◆ **Text segment**

'''

4. Steps Taken To Minimize Significant Economic Impact on Small 
Entities, and Significant Alternatives Considered
    177. The RFA requires an agency to describe any significant 
alternatives that it has considered in reaching its proposed approach, 
which may include the following four alternatives (among others): (1) 
The establishment of differing compliance or reporting requirements or 
timetables that take into account the resources available to small 
entities; (2) the clarification, consolidation, or simplification of 
compliance or reporting requirements under the rule for small entities; 
(3) the use of performance, rather than design, standards; and (4) an 
exemption from coverage of the rule, or any part thereof, for small 
entities.
    178. If adopted, the NPRM's proposed approach to evaluating 
attribution and establishing small business eligibility could provide 
small businesses with greater opportunities to participate in the 
provision of spectrum-based services. Moreover, insofar as the NPRM's 
proposals should allow small businesses greater flexibility to engage 
in business ventures that include increased forms of leasing and other 
spectrum use arrangements, the Commission anticipates that the combined 
intent of the proposals should increase the potential sources of 
revenue for the small business and decrease the likelihood that it 
would be subject to undue influence by any particular user of a single 
license. The NPRM's proposed two-pronged approach to establishing small 
business eligibility would also ensure that a licensee retains control 
of all licenses for which it seeks bidding credits, while providing 
greater flexibility for any acquired without such benefits. Further, 
the proposal to eliminate the AMR rule and to clarify how spectrum 
manager leasing rules apply to DEs should allow small businesses 
greater certainty to participate in secondary markets transactions.
    179. The NPRM's proposed increases in the gross revenues thresholds 
that define the three tiers of small businesses in the part 1 schedule 
by which the Commission provides the corresponding available bidding 
credits would encourage small business participation in spectrum 
license auctions. The proposed gross revenues thresholds are intended 
to more accurately reflect what constitutes a ``small business'' in 
today's marketplace, taking into consideration the relative size of the 
large, national providers. This proposal will provide an economic 
benefit to small entities by making it easier to acquire spectrum 
licenses. Moreover, the NPRM's proposal to repeal the DE reporting 
requirement would eliminate the burden on DEs to submit annual reports.

'''

◆ **Dataset entries**
'''

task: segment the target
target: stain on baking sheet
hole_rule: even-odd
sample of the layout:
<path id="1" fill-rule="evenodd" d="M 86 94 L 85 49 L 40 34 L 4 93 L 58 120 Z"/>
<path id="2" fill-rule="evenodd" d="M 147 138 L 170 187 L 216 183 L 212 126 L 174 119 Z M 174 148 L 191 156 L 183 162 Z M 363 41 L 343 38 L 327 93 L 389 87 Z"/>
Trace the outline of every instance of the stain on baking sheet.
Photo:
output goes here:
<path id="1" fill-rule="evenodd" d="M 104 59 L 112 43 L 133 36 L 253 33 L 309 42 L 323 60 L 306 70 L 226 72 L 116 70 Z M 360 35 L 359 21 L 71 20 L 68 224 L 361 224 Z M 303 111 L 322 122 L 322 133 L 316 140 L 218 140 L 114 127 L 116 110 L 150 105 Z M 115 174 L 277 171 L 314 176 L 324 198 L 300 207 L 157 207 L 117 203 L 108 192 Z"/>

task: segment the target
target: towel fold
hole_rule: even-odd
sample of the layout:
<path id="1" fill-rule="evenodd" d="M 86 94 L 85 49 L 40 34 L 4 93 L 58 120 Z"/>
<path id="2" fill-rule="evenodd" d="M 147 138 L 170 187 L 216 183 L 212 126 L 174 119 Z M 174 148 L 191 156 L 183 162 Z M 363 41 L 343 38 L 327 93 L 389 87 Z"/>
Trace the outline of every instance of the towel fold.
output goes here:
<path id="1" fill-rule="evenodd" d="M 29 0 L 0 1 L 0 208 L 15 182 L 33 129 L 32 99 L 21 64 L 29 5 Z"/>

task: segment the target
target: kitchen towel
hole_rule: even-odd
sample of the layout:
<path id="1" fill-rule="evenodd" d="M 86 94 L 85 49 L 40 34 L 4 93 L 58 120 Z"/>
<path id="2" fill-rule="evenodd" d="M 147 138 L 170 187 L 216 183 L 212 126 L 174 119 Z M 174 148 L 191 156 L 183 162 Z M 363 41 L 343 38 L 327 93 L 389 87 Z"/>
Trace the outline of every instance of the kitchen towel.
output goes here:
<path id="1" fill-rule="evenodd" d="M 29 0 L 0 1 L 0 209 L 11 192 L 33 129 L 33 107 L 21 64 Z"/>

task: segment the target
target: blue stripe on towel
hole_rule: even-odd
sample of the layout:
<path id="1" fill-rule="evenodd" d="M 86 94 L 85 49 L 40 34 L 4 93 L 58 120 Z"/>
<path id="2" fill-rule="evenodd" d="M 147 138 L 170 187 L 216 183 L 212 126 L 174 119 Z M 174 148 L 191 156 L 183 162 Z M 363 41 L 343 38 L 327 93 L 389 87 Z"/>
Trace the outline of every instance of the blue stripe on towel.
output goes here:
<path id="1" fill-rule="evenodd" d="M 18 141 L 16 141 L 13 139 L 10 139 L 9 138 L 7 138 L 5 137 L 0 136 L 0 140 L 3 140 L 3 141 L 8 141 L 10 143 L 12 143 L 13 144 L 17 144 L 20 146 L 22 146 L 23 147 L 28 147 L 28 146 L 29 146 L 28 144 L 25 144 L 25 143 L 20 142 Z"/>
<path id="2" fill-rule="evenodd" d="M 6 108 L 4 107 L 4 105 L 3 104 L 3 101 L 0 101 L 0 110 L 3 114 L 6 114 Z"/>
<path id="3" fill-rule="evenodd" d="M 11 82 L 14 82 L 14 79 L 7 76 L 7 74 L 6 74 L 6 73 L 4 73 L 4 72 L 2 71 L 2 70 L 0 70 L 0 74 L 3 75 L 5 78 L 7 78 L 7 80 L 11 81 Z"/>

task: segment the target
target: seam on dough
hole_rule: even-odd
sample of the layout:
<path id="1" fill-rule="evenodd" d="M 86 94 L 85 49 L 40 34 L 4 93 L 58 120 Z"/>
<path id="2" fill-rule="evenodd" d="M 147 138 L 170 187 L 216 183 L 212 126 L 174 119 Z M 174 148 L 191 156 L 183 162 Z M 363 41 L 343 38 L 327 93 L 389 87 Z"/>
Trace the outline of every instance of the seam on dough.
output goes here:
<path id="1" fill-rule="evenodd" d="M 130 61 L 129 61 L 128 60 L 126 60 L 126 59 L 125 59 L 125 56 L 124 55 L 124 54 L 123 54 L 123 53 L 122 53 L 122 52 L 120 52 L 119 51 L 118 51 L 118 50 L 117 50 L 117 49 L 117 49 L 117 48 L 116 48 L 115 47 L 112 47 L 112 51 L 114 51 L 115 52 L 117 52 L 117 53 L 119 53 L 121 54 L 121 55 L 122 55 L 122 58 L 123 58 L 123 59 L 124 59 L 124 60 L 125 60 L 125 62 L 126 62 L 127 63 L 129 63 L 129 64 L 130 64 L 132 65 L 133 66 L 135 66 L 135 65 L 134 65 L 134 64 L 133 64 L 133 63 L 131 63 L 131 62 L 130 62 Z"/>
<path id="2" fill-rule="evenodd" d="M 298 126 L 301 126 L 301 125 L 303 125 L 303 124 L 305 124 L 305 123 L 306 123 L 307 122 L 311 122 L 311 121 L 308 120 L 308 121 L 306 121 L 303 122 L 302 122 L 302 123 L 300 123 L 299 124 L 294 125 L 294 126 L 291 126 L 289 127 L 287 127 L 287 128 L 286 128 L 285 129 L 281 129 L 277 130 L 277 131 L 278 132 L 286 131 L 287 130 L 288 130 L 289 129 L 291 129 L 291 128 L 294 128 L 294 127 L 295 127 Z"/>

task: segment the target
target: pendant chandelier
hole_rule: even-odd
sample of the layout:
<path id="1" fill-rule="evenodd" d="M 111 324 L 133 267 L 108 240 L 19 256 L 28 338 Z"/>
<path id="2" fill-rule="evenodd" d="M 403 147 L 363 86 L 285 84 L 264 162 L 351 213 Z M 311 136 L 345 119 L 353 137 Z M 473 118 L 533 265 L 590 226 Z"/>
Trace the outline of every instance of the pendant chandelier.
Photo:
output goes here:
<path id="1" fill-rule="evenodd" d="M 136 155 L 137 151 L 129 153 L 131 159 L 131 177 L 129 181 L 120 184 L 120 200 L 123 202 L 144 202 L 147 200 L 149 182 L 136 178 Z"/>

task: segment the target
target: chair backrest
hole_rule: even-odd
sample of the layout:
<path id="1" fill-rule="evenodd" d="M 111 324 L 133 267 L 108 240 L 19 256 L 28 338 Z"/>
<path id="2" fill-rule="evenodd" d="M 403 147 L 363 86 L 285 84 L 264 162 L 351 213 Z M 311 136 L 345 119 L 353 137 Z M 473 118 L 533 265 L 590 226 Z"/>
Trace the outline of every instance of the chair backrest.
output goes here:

'''

◆ **Exercise directions**
Write out the passage on small entities, beginning at the words "179. The NPRM's" and stopping after "submit annual reports.".

◆ **Exercise result**
179. The NPRM's proposed increases in the gross revenues thresholds 
that define the three tiers of small businesses in the part 1 schedule 
by which the Commission provides the corresponding available bidding 
credits would encourage small business participation in spectrum 
license auctions. The proposed gross revenues thresholds are intended 
to more accurately reflect what constitutes a ``small business'' in 
today's marketplace, taking into consideration the relative size of the 
large, national providers. This proposal will provide an economic 
benefit to small entities by making it easier to acquire spectrum 
licenses. Moreover, the NPRM's proposal to repeal the DE reporting 
requirement would eliminate the burden on DEs to submit annual reports.